**REQUIRED ACTION**
Start at the line below containing "Query: dog's floppy ear" and stop at the line containing "Query: black collar". Repeat every line of that stretch exactly, and nothing outside it.

====================

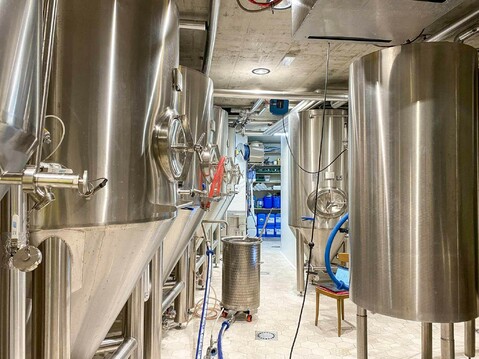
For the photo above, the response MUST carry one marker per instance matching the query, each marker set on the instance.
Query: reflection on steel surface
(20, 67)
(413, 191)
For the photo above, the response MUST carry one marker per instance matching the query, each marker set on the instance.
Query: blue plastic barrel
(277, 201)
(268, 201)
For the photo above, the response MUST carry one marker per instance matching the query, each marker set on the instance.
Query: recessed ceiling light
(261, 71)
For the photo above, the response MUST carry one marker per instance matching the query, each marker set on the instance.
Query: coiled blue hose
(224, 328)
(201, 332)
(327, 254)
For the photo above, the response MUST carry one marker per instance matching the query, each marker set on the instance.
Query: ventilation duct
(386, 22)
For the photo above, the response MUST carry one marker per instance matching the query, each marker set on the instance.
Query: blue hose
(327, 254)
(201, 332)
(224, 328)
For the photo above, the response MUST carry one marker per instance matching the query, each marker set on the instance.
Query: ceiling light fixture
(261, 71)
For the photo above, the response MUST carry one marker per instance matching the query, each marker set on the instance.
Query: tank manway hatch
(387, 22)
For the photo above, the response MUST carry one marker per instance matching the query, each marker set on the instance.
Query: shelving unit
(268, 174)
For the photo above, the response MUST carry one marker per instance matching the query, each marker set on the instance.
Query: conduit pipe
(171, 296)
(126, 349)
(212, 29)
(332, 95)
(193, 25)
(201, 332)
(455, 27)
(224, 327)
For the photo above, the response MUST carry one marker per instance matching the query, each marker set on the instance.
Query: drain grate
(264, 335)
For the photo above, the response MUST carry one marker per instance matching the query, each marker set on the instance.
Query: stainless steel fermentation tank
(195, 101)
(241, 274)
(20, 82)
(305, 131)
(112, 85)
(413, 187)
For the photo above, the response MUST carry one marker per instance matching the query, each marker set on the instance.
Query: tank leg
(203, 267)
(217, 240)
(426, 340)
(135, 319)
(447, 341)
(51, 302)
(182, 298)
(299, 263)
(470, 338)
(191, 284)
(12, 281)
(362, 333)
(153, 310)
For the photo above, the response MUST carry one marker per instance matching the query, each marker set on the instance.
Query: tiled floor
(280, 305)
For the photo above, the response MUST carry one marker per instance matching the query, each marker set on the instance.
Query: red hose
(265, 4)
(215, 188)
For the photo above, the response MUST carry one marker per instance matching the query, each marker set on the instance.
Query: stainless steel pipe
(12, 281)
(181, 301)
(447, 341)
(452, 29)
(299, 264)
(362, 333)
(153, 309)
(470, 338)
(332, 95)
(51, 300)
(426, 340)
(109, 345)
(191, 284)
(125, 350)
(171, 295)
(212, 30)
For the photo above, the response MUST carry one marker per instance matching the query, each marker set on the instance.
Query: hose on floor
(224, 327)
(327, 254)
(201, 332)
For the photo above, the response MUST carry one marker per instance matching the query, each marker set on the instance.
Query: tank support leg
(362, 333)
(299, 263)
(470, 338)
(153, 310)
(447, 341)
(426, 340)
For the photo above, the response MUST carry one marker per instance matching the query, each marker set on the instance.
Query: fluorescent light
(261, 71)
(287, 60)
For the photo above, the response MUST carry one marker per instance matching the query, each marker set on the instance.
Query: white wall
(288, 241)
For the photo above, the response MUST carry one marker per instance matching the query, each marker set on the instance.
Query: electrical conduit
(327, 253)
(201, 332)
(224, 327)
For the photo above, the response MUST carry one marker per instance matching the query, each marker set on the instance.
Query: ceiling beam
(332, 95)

====================

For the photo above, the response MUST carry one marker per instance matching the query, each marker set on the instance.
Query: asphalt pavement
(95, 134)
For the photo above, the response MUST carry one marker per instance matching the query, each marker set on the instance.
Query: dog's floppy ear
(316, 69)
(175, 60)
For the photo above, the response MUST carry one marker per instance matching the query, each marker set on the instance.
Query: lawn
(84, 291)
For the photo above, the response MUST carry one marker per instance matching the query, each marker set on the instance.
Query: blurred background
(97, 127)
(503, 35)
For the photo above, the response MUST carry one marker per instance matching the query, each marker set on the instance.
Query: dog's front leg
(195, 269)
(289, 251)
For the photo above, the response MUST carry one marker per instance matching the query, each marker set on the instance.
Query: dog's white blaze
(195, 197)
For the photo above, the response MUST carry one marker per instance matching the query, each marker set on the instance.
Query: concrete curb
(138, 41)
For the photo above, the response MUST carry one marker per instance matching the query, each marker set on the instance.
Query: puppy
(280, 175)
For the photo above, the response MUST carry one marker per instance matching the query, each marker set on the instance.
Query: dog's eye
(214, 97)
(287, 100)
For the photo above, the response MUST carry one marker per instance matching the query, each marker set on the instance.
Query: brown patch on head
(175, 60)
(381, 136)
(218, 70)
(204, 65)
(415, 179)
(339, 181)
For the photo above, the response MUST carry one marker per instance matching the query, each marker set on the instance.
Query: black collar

====================

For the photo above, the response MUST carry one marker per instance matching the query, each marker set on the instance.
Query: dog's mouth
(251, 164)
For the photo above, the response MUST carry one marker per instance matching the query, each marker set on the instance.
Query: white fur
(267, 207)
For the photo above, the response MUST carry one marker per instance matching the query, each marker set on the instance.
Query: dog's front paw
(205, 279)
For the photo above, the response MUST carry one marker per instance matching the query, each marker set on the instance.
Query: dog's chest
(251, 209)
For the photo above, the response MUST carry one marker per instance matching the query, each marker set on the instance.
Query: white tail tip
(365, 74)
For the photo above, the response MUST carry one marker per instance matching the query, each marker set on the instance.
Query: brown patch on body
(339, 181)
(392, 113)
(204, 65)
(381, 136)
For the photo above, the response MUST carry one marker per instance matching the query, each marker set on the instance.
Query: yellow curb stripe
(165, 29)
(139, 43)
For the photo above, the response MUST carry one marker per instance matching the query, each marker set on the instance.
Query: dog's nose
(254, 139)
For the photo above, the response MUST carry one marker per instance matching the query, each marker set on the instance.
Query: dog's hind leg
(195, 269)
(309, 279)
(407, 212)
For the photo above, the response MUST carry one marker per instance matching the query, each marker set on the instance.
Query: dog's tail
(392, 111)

====================

**WRITTEN REPLY**
Query: dog's floppy ear
(316, 69)
(175, 60)
For the photo above, the response MUST carry one marker per instance matching the query, each marker set on the instance.
Query: lawn
(84, 291)
For the photo above, the response MUST carry one marker per instance matching the query, each marker set on the instance.
Query: blurred background
(97, 127)
(503, 35)
For the photo above, the response MUST carry one marker per instance matching the query, each marker set on the instance.
Query: dog's front leg
(195, 269)
(289, 251)
For the photo above, the response MUST carry one marker per instance matching the query, each marker set on the instance.
Query: dog's white blaze
(195, 197)
For the photo above, the response MUST carry one marker per instance matching the query, each marker set on the instance.
Query: concrete curb
(138, 41)
For the photo above, the response MUST carry one marker per instance matching the query, each marker set on the instance.
Query: puppy
(280, 175)
For the photo above, the response MUST carry one marker per instance matching the query, each marker set on the instance.
Query: dog's eye
(214, 97)
(287, 100)
For the photo above, the response MUST carry one marker per instance matching the query, each marker set on the instance.
Query: brown patch on head
(175, 60)
(381, 136)
(218, 70)
(204, 65)
(415, 179)
(339, 181)
For the photo above, the response MUST carry one marker per instance matching the query, each marker set on the instance.
Query: black collar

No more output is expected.